Problems to solve
A – In the forum exchange, what reason does Pythagorean give for science using mathematics?
B – Write out, word for word, the part of the forum exchange that opens with the words containing "I think it's just" and closes with "of different species?".

Quoted passage

--------------------

Pythagorean said:
(1) I think you have a huge misconception here and you're clumping and stereotyping based on what seems like a personal experience of yours (I also notice not much of your opinion has changed since I last talked to you, further enforcing your bias). I'm pointing this out because it may very well be impossible to have a progressive discussion with you at all.
I think it's rhetorical of you to declare that I'm the one exhibiting bias, misconceptions, and stereotyping. You aren't too bad at wielding bias yourself. For example, down below and in preceding comments you've made the statement "pure mathematics is void of reality": well this is simply assuming your own conclusions! The only reason to say this is if you're already assuming that mathematics is something derived from the human mind with no external existence.
And also I'm not making these criticisms out of the blue, I was responding to what turbo said. He proposed,
"It seems that our mathematics cannot be used to construct reasonable models of the quantum world." And only when I resisted this did he refine the statement into a concern about the
application of mathematics by physicists.
That's exactly the kind of behavior I'm talking about.
Physics is what's concerned with describing the tangible world; that task is not a goal or objective of mathematics. That's why the proposal, "some physicists had difficulty describing what they're studying using mathematics - there must be something wrong with maths!" seems like a blame-shifting game to me.
Even if there are actually phenomena that can't be modeled with mathematics, that would have no bearing on the nature of mathematics; at least not so far as whether some aspect of mathematics is independent of the human mind. There's no reason why "must be able to describe everything in physics" would be a necessary attribute of a mathematics that is independent of the human mind.
If you really can't see how so many of these arguments are bent around physicist taking a utilitarian or instrumentalist perspective on mathematics - conceptually assuming that it is subordinate or otherwise incidental to physics - I think
you are the one approaching this with bias.
Pythagorean said:
(3) Actually, if you'd free yourself from your bias of my line of thought you'd see that I outright admitted that science has flaws inherent to it. But the point is that pure mathematics is void of reality. You have to attach qualitative meaning to it for it to describe reality at all. Of course science makes flaws describing reality and mathematics doesn't; mathematics doesn't attempt to describe reality. Science uses mathematics because it's more accurate than language, not because it perfectly describes anything.
Okay, that's great. It still doesn't explain why some difficulty scientists have in employing mathematics for modeling phenomena has any relevance on whether or not the subject of mathematics has existence outside of the human mind. (And, as I pointed out above, declaring mathematics to be void of reality is assuming your conclusion.)
I think it's just fine to say
"science makes flaws" in this regard, it's when that's extended to mathematics, and pretenses are made such as suggesting that the development of quantum theory entailed some portion of mathematics being scratched out and rewritten - which it did not, it was
science that had to be rewritten - that I take issue with and which appears to me to be a case of someone projecting the problems of science upon mathematics.
Pythagorean said:
(4) Do you see how you're expecting exact relationships (right down to the name of the religion) for theology, but you'll willing to be much more loose about the relationships between the mathematics of different species?

--------------------

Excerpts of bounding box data
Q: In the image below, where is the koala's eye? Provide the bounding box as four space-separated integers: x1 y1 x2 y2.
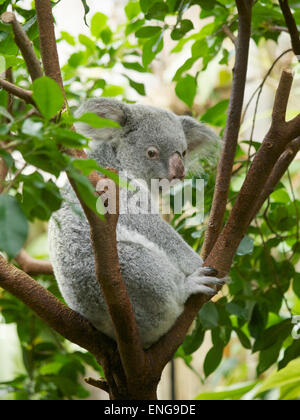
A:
147 147 159 160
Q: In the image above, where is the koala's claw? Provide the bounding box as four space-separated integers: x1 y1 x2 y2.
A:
185 267 226 297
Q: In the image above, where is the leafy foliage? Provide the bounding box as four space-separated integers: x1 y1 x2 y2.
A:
0 0 300 399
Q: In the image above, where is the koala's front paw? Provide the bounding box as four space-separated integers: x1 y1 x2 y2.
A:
185 267 226 298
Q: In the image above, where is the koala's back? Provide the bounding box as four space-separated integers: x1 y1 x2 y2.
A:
49 185 184 347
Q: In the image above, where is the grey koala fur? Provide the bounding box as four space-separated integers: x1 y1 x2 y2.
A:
49 98 222 348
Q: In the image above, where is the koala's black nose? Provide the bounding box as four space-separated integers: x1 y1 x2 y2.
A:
168 152 185 181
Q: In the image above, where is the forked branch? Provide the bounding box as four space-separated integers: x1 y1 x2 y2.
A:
202 0 253 258
279 0 300 57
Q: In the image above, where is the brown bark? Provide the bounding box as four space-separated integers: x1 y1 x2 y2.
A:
279 0 300 57
0 256 113 358
0 0 300 399
35 0 64 92
202 0 253 259
149 71 300 369
0 78 35 105
1 12 43 80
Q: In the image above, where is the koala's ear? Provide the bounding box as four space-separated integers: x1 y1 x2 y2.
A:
75 98 127 141
180 116 220 152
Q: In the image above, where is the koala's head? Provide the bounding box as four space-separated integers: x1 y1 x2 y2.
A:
76 98 219 185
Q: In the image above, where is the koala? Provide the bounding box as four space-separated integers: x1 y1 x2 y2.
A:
49 98 223 348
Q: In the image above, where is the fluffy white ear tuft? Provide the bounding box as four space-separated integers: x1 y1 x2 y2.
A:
180 116 222 176
75 98 127 141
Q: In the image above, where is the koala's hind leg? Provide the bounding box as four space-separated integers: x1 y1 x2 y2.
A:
185 267 226 298
118 242 185 347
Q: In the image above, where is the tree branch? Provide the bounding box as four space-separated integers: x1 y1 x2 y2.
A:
1 12 43 81
279 0 300 57
35 0 65 93
15 249 53 276
0 256 114 358
205 71 296 275
148 67 293 369
251 137 300 220
202 0 253 258
35 0 146 394
85 378 109 393
0 78 35 105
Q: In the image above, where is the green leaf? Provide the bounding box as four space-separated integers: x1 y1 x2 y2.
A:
33 76 64 120
293 273 300 298
78 34 96 51
171 19 194 41
125 1 141 20
256 358 300 395
140 0 162 13
0 106 14 122
195 381 258 401
74 112 121 128
81 0 90 26
135 26 162 38
67 167 99 218
91 12 107 38
199 302 219 330
123 74 146 96
40 362 64 375
122 62 147 73
142 33 164 68
253 319 293 353
0 194 28 258
233 328 252 350
146 2 169 20
51 127 88 149
182 315 205 355
200 99 229 127
61 31 76 47
175 74 197 108
278 340 300 369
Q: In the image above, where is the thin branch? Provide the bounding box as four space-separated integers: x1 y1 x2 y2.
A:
15 249 53 276
251 137 300 220
222 25 236 45
1 12 43 80
202 0 253 258
279 0 300 61
35 0 64 92
0 78 35 105
0 256 114 358
84 378 109 393
242 48 293 121
148 71 298 369
35 0 147 396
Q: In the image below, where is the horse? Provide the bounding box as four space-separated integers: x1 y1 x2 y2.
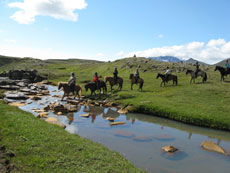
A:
58 82 82 100
214 66 230 81
104 76 123 91
129 74 144 91
156 73 177 86
85 80 107 96
186 70 207 84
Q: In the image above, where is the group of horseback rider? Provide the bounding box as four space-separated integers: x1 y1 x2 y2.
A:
68 60 230 92
68 67 139 92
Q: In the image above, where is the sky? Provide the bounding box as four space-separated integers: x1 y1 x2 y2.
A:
0 0 230 64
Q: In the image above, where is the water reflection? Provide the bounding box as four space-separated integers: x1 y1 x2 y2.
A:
18 87 230 173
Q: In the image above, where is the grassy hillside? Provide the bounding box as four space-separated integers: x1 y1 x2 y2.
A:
0 55 230 130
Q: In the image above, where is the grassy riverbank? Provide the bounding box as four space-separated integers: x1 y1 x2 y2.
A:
1 55 230 130
34 58 230 130
0 101 142 172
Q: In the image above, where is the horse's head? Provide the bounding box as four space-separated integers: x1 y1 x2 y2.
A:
186 70 189 75
129 74 134 79
104 76 108 83
156 73 160 79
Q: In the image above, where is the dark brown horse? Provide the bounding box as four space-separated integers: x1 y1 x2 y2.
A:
129 74 144 91
104 76 123 91
156 73 177 86
186 70 207 84
85 80 107 95
214 66 230 81
58 82 82 100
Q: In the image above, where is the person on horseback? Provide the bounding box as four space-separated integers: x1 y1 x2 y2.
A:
68 72 76 94
93 72 99 89
113 67 118 84
134 69 140 83
165 67 171 82
224 60 230 72
195 61 200 78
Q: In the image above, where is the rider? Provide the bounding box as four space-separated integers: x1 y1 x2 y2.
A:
93 72 99 89
68 72 76 93
224 60 230 72
113 67 118 84
134 69 139 83
165 67 171 81
195 61 200 77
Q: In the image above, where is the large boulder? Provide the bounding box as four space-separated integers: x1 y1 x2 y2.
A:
4 91 28 100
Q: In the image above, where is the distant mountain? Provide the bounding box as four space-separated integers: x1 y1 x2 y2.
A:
149 56 182 62
184 58 208 65
214 58 230 66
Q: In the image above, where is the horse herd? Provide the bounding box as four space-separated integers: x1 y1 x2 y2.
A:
58 66 230 100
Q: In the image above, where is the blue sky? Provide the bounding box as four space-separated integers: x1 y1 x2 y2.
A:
0 0 230 63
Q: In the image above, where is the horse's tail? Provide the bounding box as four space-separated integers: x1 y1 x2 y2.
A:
204 73 207 81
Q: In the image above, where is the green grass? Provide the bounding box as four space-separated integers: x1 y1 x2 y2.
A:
0 101 142 173
1 58 230 130
33 58 230 130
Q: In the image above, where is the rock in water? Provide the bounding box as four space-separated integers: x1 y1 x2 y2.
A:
201 141 228 155
45 117 66 129
117 109 128 114
161 145 178 153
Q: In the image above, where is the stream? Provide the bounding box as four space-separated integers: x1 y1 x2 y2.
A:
16 85 230 173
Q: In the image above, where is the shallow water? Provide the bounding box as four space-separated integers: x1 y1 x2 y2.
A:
20 86 230 173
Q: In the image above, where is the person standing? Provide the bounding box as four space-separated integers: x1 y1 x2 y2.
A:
224 60 230 72
68 72 76 94
93 72 99 89
195 61 200 77
113 67 118 84
134 69 140 83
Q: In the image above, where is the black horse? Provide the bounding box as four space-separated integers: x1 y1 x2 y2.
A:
156 73 177 86
85 80 107 95
214 66 230 81
186 70 207 84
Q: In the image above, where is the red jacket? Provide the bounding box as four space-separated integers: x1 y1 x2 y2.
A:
93 76 99 82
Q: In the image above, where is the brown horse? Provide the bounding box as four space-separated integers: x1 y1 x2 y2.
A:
104 76 123 91
156 73 177 86
58 82 82 100
129 74 144 91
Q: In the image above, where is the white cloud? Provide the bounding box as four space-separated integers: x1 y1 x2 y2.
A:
8 0 87 24
207 38 226 47
157 34 164 38
4 38 17 43
125 39 230 64
96 53 105 57
0 44 74 59
116 51 125 56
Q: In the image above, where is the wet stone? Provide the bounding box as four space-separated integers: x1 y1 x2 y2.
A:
201 141 228 155
155 134 175 141
133 136 152 142
115 130 135 138
4 91 28 100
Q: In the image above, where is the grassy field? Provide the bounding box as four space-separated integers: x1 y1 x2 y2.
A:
0 101 143 173
1 58 230 130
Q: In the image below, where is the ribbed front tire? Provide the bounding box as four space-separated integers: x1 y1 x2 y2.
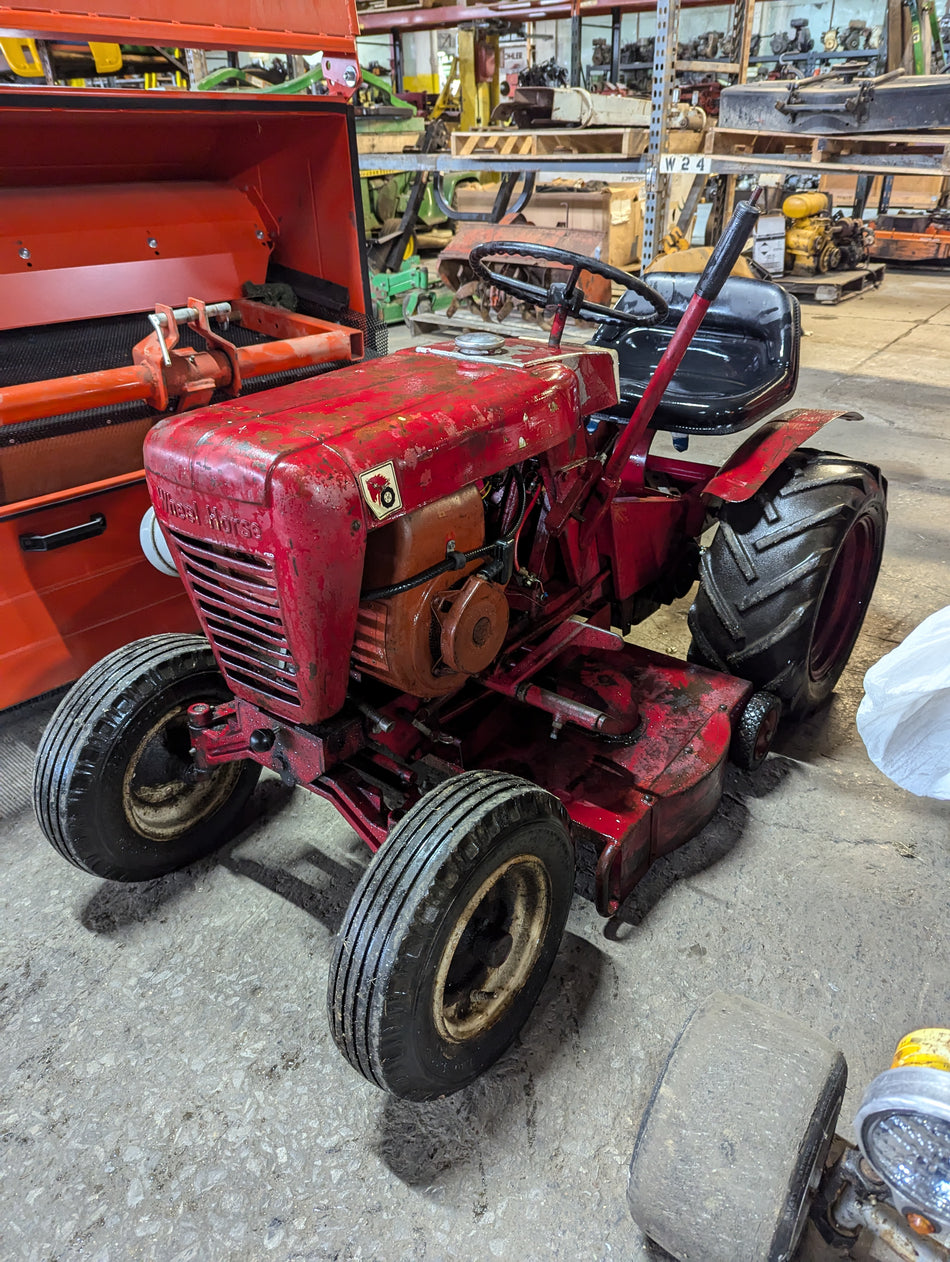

--------------------

Results by task
A – Science uses mathematics because it is more accurate than language, not because it perfectly describes anything.

B –
I think it's just fine to say
"science makes flaws" in this regard, it's when that's extended to mathematics, and pretenses are made such as suggesting that the development of quantum theory entailed some portion of mathematics being scratched out and rewritten - which it did not, it was
science that had to be rewritten - that I take issue with and which appears to me to be a case of someone projecting the problems of science upon mathematics.
Pythagorean said:
(4) Do you see how you're expecting exact relationships (right down to the name of the religion) for theology, but you'll willing to be much more loose about the relationships between the mathematics of different species?